- PAGE EXTRACT -
++++++

The output of str() gives us the relevant information of our dataframe, like the number of observations, number of variables, names of each column, the class of each column, and sample values from each column.

The above table shows that only CR01, CHAS, RAD, TAX are Categorical data, the rest of the 11 variables data type is numberical.

To get more detailed statistical information from each column, summary() function is used. It shows the minimum value, maximum value, median, mean, and the 1st and 3rd quartile values for each column in our dataset. It also gives information about the missing values, if any is present. We see that there are no missing values in any of our variables.

A matrix of scatterplot is produced with all the variables to show the relationship between the variables.

Since we have a lot of variables, we would need a bigger screen to see the correlations between the variables so we may use another correlation matrix to represent the data.

Correlations:

Correlation is a type of relationship between any two or more variables. Its value lies in the range of 0 to 1. 0 value shows that the variable is unrelated. As you move from and go towards 1 the correlation gets stronger. The correlation value can be positive or negative, a positive correlation means increase in one variable leads to increase in the other and negative correlation means increase in one variable leads to decrease in the other variable.

We use correlation matrix to visualise the correlation. Let’s look at the correlations of variables individually.

CRIM: CRIM, per capita crime rate by town, has a strong positive correlation with RAD, index of accessibility to radial highways, this shows that there is more crime on highways maybe because they are not vigilantly patrolled. MEDV, Median value of owner-occupied homes in $1000s, has a negative correlation, since nobody wants to live in a neighbourhood which has high crime rate so that is why such neighbour hoods prices with high crime will have low rates. ZN: ZN, Proportion of residential land zoned for lots over 25,000 sq. ft, shows the highest positive correlation with DIS, weighted distances to five Boston employment centers, which means as the distance from employment centres increases, the size of residential plots increases. This means they are located away from city area. ZN has the lowest negative correlation with NOX, Nitric oxide concentration, which means there is less pollution in areas which are far from employment centers.

INDUS: INDUS, Proportion of non-retail business acres per town, has strongest positive correlation with NOX, Nitric oxide concentration, which tells that industrial area has high amount of nitric oxide in the air. INDUS has a negative correlation with DIS, the industry decreases as you move near the employment centers

NOX: NOX, Nitric oxide concentration, has strong positive correlation with variable INDUS which tells that amount of nitric oxide in air is high in industrial areas. It has negative correlation with ZN, Proportion of residential land zoned for lots over 25,000 sq. ft, which shows that residential areas have less amount of nitric oxide, given that they are located away from industrial areas.

RM: RM, Average number of rooms per dwelling, has strong positive correlation with the variable MEDV, Median value of owner-occupied homes in $1000s which tells that a house which more rooms will have higher median value. RM has strong negative correlation with the variable LSTAT, Percentage of lower status of the population. This shows that number of rooms in a dwelling increase as the percentage of low population decreases.

AGE: AGE, Proportion of owner-occupied units built prior to 1940, has strong positive correlation with NOX, Nitric oxide concentration. This means that the owner-occupied units are located in areas which have high amount of nitric oxide. AGE has negative correlation with DIS, weighted distances to five Boston employment centers, this means that as AGE increases the distances from employment centers decreases which implies that the units are located in an area where employment centers are now.

++++++

- SET EXERCISE A -
Return the lines of the listing below word for word, beginning at the line that contains "the green pine" and ending with the listing's last line.

++++++

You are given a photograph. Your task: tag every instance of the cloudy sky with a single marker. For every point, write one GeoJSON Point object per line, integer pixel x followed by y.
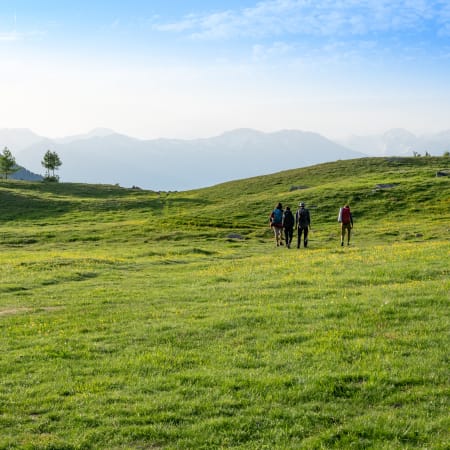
{"type": "Point", "coordinates": [188, 69]}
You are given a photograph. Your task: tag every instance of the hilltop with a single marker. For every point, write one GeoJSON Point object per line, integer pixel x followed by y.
{"type": "Point", "coordinates": [415, 194]}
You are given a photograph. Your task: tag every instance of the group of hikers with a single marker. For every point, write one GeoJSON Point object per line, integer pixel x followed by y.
{"type": "Point", "coordinates": [283, 221]}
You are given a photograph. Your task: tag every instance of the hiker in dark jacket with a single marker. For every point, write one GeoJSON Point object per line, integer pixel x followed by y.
{"type": "Point", "coordinates": [288, 225]}
{"type": "Point", "coordinates": [276, 223]}
{"type": "Point", "coordinates": [303, 223]}
{"type": "Point", "coordinates": [346, 219]}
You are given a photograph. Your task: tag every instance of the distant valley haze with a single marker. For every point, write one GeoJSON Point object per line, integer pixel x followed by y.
{"type": "Point", "coordinates": [103, 156]}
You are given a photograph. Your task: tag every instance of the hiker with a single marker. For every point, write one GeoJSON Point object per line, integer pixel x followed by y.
{"type": "Point", "coordinates": [276, 223]}
{"type": "Point", "coordinates": [288, 225]}
{"type": "Point", "coordinates": [303, 223]}
{"type": "Point", "coordinates": [346, 219]}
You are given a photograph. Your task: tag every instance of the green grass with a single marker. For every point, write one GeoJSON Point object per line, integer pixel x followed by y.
{"type": "Point", "coordinates": [131, 320]}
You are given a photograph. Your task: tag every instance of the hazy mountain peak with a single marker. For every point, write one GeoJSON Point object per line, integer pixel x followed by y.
{"type": "Point", "coordinates": [398, 133]}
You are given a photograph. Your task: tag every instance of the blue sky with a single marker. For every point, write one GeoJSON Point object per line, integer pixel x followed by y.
{"type": "Point", "coordinates": [188, 69]}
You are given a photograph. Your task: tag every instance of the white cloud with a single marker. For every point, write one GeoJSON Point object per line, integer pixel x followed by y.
{"type": "Point", "coordinates": [11, 36]}
{"type": "Point", "coordinates": [315, 18]}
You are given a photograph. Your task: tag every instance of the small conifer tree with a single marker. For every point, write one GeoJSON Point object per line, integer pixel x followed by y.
{"type": "Point", "coordinates": [51, 162]}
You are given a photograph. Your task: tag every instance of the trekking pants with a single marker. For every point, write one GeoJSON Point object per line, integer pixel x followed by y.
{"type": "Point", "coordinates": [348, 227]}
{"type": "Point", "coordinates": [288, 234]}
{"type": "Point", "coordinates": [305, 236]}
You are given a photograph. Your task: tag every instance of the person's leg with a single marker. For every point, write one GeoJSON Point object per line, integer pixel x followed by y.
{"type": "Point", "coordinates": [305, 237]}
{"type": "Point", "coordinates": [275, 232]}
{"type": "Point", "coordinates": [291, 235]}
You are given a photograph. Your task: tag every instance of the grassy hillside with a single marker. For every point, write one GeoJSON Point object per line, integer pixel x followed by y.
{"type": "Point", "coordinates": [132, 319]}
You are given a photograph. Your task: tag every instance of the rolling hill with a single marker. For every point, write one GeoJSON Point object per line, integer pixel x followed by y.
{"type": "Point", "coordinates": [143, 319]}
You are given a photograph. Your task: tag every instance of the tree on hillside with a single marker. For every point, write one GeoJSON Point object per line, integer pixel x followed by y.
{"type": "Point", "coordinates": [51, 162]}
{"type": "Point", "coordinates": [7, 163]}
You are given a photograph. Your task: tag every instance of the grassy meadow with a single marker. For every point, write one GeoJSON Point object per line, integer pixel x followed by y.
{"type": "Point", "coordinates": [133, 319]}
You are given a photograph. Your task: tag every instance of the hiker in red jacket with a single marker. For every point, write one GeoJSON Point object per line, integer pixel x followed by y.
{"type": "Point", "coordinates": [346, 219]}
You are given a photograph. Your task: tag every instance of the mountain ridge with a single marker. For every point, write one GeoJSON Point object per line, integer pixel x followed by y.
{"type": "Point", "coordinates": [107, 157]}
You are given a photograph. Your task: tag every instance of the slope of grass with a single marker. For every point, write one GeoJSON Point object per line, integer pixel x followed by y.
{"type": "Point", "coordinates": [130, 319]}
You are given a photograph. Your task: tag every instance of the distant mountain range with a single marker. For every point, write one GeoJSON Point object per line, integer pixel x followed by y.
{"type": "Point", "coordinates": [400, 142]}
{"type": "Point", "coordinates": [106, 157]}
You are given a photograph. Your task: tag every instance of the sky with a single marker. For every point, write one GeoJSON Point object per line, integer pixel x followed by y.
{"type": "Point", "coordinates": [193, 69]}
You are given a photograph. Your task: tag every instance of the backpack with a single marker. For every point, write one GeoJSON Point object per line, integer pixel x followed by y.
{"type": "Point", "coordinates": [289, 219]}
{"type": "Point", "coordinates": [277, 216]}
{"type": "Point", "coordinates": [346, 216]}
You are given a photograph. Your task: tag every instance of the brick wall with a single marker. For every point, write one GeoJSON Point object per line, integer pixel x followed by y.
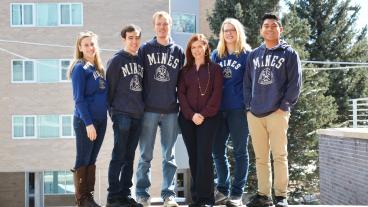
{"type": "Point", "coordinates": [343, 170]}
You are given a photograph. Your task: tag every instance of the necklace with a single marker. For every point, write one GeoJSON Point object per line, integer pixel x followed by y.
{"type": "Point", "coordinates": [208, 81]}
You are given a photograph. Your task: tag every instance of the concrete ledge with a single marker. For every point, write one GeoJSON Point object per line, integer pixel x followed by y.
{"type": "Point", "coordinates": [360, 133]}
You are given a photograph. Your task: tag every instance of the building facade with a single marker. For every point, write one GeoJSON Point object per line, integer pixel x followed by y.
{"type": "Point", "coordinates": [36, 45]}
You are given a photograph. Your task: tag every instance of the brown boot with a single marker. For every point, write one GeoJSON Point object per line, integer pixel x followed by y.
{"type": "Point", "coordinates": [91, 178]}
{"type": "Point", "coordinates": [80, 184]}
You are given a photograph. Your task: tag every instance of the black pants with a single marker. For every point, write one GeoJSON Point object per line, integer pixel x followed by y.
{"type": "Point", "coordinates": [198, 141]}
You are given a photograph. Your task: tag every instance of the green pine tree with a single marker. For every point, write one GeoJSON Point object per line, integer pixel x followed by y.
{"type": "Point", "coordinates": [335, 38]}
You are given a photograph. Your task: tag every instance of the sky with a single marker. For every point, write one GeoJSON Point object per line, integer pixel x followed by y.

++++++

- SET EXERCISE B -
Retype the correlation analysis passage above word for word, starting at the words "The above table" and stopping after "represent the data.".

- FINAL ANSWER A -
You are given a photograph. Your task: tag every instance of the green pine tree with a single marker. For every point, write one GeoJSON Point object per line, integer pixel x followed by y.
{"type": "Point", "coordinates": [335, 38]}
You are given a photograph. Your task: tag every instance of the sky with a single marker. For every point, write one GeoJSON Point object per line, integer pixel x followed by y.

- FINAL ANSWER B -
The above table shows that only CR01, CHAS, RAD, TAX are Categorical data, the rest of the 11 variables data type is numberical.

To get more detailed statistical information from each column, summary() function is used. It shows the minimum value, maximum value, median, mean, and the 1st and 3rd quartile values for each column in our dataset. It also gives information about the missing values, if any is present. We see that there are no missing values in any of our variables.

A matrix of scatterplot is produced with all the variables to show the relationship between the variables.

Since we have a lot of variables, we would need a bigger screen to see the correlations between the variables so we may use another correlation matrix to represent the data.